Below are the records; how many of their lines contain "locate"? Reply only with that figure.
——
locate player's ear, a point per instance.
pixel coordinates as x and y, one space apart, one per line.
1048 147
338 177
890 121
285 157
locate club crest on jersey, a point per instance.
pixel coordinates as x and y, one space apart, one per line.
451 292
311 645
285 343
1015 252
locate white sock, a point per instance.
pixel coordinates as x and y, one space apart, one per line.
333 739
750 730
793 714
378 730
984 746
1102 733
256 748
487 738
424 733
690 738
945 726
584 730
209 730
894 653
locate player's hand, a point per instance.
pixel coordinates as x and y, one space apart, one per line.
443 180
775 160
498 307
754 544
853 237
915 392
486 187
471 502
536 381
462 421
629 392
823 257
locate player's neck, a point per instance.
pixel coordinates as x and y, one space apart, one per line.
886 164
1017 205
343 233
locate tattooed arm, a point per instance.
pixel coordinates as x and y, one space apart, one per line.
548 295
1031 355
——
ANSWER TO THIS TASK: 6